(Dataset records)
<<<<

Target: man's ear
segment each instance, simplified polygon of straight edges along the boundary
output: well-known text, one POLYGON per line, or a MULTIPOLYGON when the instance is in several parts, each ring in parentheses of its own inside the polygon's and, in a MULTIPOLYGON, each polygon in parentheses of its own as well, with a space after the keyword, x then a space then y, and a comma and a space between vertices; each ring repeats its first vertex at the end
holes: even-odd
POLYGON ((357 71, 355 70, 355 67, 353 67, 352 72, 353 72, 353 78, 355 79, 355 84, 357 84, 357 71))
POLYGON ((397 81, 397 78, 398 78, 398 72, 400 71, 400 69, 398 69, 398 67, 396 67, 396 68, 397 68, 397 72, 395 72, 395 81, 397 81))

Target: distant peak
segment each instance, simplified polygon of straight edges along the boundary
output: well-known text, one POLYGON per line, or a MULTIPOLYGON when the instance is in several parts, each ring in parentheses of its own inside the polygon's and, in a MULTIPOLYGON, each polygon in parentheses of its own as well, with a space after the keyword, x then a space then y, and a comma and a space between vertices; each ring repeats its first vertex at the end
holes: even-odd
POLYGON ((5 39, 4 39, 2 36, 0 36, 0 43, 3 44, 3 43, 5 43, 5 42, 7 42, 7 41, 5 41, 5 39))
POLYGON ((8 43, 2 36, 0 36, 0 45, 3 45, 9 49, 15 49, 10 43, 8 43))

>>>>

◆ **EXERCISE AIM**
Every entry is to be printed exactly as given.

◆ **OUTPUT**
Target: man's ear
segment each instance, simplified polygon of straight edges along the boundary
output: well-known text, one POLYGON per line, or a MULTIPOLYGON when the instance is in several parts, each ring in parentheses of its own inside the polygon's and, in a MULTIPOLYGON, each polygon in parentheses of its own as well, with a space after the keyword, x then a space then y, and a comma and a space between vertices; each ring repeats its first vertex at the end
holes: even-odd
POLYGON ((357 71, 355 70, 355 67, 353 67, 352 72, 353 72, 353 78, 355 79, 355 84, 357 84, 357 71))
POLYGON ((397 81, 397 78, 398 78, 398 72, 400 71, 400 69, 398 69, 398 67, 396 67, 396 68, 397 68, 397 72, 395 72, 395 81, 397 81))

Target: distant peak
segment each instance, simplified polygon of straight edges along the boundary
output: well-known text, one POLYGON per line, or a MULTIPOLYGON when the instance is in several parts, each ring in parentheses of its own inside the polygon's and, in a MULTIPOLYGON, each polygon in parentheses of its own as well, with a space after the keyword, x then a space then y, and a comma and a space between vertices; each ring repeats its first vertex at the end
holes: even-odd
POLYGON ((5 39, 4 39, 2 36, 0 36, 0 43, 3 44, 3 43, 5 43, 5 42, 7 42, 7 41, 5 41, 5 39))
POLYGON ((8 43, 2 36, 0 36, 0 45, 3 45, 9 49, 15 49, 10 43, 8 43))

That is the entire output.